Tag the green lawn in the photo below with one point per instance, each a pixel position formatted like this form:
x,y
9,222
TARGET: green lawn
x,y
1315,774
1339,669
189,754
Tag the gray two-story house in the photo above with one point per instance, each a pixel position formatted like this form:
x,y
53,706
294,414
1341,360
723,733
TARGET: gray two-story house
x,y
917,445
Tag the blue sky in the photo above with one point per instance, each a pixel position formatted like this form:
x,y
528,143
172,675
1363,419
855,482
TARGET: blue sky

**Stated goal**
Present all the lines above as a numbered list, omitting any blank lines.

**Solution to this problem**
1. Tag the green lawn in the photo below with one point per instance, each a pixel position formatted like this form:
2. x,y
3. 9,222
4. TARGET: green lawn
5. x,y
6. 1315,774
7. 1339,669
8. 189,754
9. Tag the gray two-story house in the photo above with one point per instance, each a pixel position formatted like this form:
10. x,y
11. 53,706
12. 294,414
13. 1341,360
14. 723,733
15. TARGET: gray two-story house
16. x,y
17. 917,445
18. Tag the blue sky in the photo above with one point per instance, each a pixel position formatted like this form:
19. x,y
20. 528,143
21. 172,675
22. 1363,419
23. 855,482
24. TARGET: blue sky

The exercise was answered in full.